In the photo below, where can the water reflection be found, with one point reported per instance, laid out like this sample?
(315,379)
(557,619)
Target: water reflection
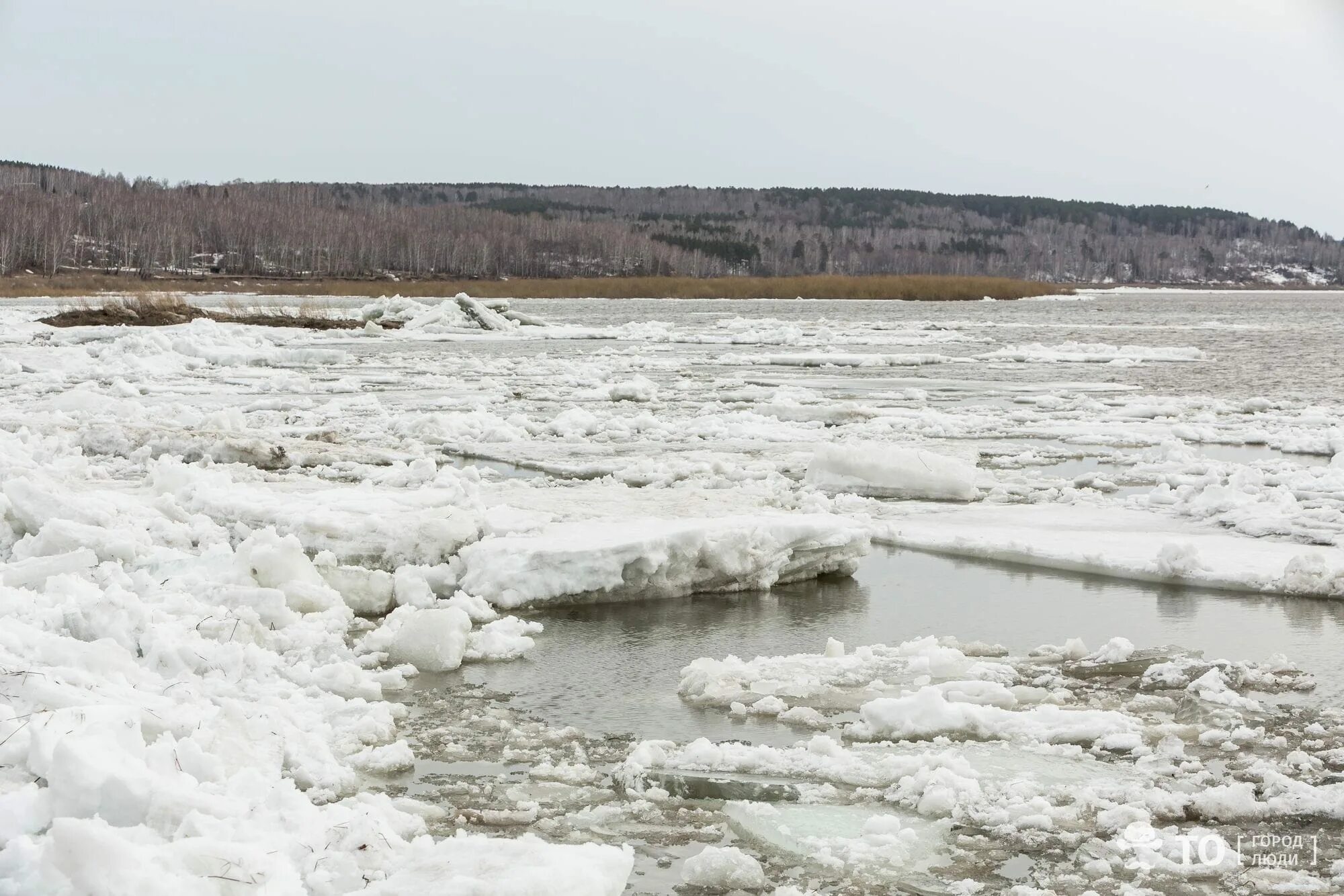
(615,668)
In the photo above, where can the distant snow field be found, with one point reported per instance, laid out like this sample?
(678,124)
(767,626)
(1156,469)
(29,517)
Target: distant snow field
(245,574)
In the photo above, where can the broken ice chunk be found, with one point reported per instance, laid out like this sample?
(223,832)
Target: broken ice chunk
(653,558)
(893,844)
(882,471)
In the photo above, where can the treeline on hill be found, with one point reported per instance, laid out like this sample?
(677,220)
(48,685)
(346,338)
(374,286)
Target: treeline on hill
(54,220)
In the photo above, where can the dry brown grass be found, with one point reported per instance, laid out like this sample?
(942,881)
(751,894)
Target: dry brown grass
(916,288)
(163,310)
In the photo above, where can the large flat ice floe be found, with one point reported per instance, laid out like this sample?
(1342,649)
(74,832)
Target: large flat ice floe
(890,472)
(648,558)
(226,551)
(1072,757)
(1126,543)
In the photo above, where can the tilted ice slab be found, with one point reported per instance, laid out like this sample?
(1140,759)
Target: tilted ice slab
(653,558)
(834,680)
(885,471)
(501,866)
(1124,543)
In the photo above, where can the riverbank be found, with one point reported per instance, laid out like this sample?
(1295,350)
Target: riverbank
(909,288)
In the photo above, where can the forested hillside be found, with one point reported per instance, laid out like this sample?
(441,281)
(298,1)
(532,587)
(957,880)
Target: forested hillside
(54,220)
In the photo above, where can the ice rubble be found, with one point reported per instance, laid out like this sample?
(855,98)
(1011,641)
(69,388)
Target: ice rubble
(1127,543)
(213,598)
(1092,353)
(643,558)
(192,711)
(1189,768)
(458,315)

★ ★ ★ ★ ★

Task statement: Copy the records again, starting at the line that contains "In the photo above, where can the dry" and ending at the final line of the records, both included. Keep every request and its sample unchanged, but multiply each answer coordinate by 1.85 and round it to a whole number, with halves rounding up.

Completed exercise:
In the photo above, where can the dry brown grass be found, with one point reported per instance, laid out like this sample?
(942,881)
(751,894)
Target: dry brown grass
(1695,533)
(302,574)
In the photo above, where can the large flat ice floe be found, with one point reported per instance, laid out like this sample?
(1342,649)
(74,832)
Target: large flat ice floe
(1647,873)
(1199,1032)
(418,1019)
(1983,1400)
(2083,1005)
In the photo above, where can the tilted ice slab be found, with one point reported per instance, laid out like this sample?
(1140,759)
Target: tilted ice slab
(1208,1032)
(1543,1258)
(1637,871)
(927,1602)
(2079,1005)
In the photo above, where can the riverbank be found, with one point reported per instance, laid out like this sample?
(1295,350)
Target: riverbank
(1682,533)
In the photo above, where can the forested hillside be found, with one point reported per instance, laid out like this sample?
(441,281)
(298,1)
(532,587)
(957,880)
Target: forested hillside
(100,407)
In the photo above, where can the ice rubble be found, with one point reported per instance, laid out like this sample?
(855,98)
(1011,641)
(69,388)
Target: ice rubble
(2085,1005)
(394,1106)
(2020,653)
(1190,1032)
(355,1315)
(2200,1421)
(847,583)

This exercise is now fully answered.